## EXERCÍCIO PROPOSTO
Transcreva sem alterações a parte do texto sobre a coletânea "Afrodite" que começa em "Trecho de ‘A" e termina em "responsáveis pelos traços.", incluindo essas palavras.

Trecho de ‘A Noite de Lucia’, com roteiro de Alice Ruiz e desenhos de Julio Shimamoto.
Nos anos 1970, em plena ditadura militar brasileira, o casal de poetas Paulo Leminski (1944-1989) e Alice Ruiz afrontava o regime com desenhos pornográficos. Após mais de 35 anos, os quadrinhos da dupla estão compilados em “Afrodite”, coletânea que chega às livrarias.
O livro traz a produção dos autores publicada nas revistas da extinta Editora Grafipar, no fim daquela década. Eles faziam os roteiros enquanto quadrinistas ficavam responsáveis pelos traços.
O resultado: desenhos repletos de corpos nus e diálogos que fariam um general corar.
Ruiz entrou para o universo das HQs em 1978. Ela escrevia para a revista “Atenção”, único título da editora que não tinha material erótico. Os demais eram calcados no sexo —como a masculina “Eros”.
“Então criaram a ‘Rose’, voltada para mulheres. Foi quando me contrataram para coeditá-la”, diz. “Em seguida, criei e editei também uma de astrologia: ‘Horóscopo de Rose’. Nas duas eu incluí HQs.”

## DADOS REGISTRADOS
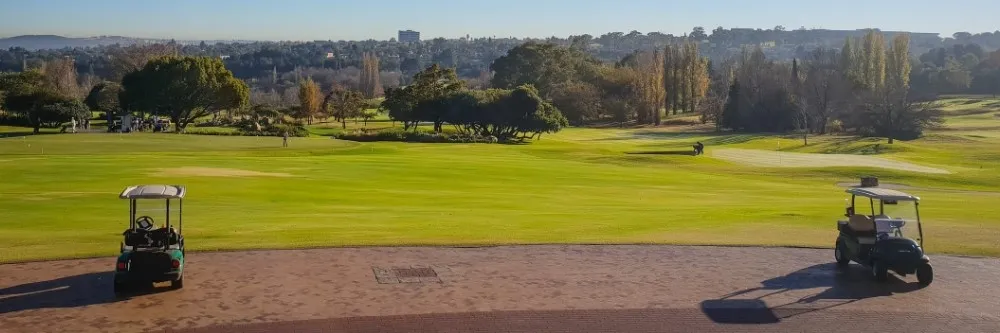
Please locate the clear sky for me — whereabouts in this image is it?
[0,0,1000,40]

## RESPOSTA
Trecho de ‘A Noite de Lucia’, com roteiro de Alice Ruiz e desenhos de Julio Shimamoto.
Nos anos 1970, em plena ditadura militar brasileira, o casal de poetas Paulo Leminski (1944-1989) e Alice Ruiz afrontava o regime com desenhos pornográficos. Após mais de 35 anos, os quadrinhos da dupla estão compilados em “Afrodite”, coletânea que chega às livrarias.
O livro traz a produção dos autores publicada nas revistas da extinta Editora Grafipar, no fim daquela década. Eles faziam os roteiros enquanto quadrinistas ficavam responsáveis pelos traços.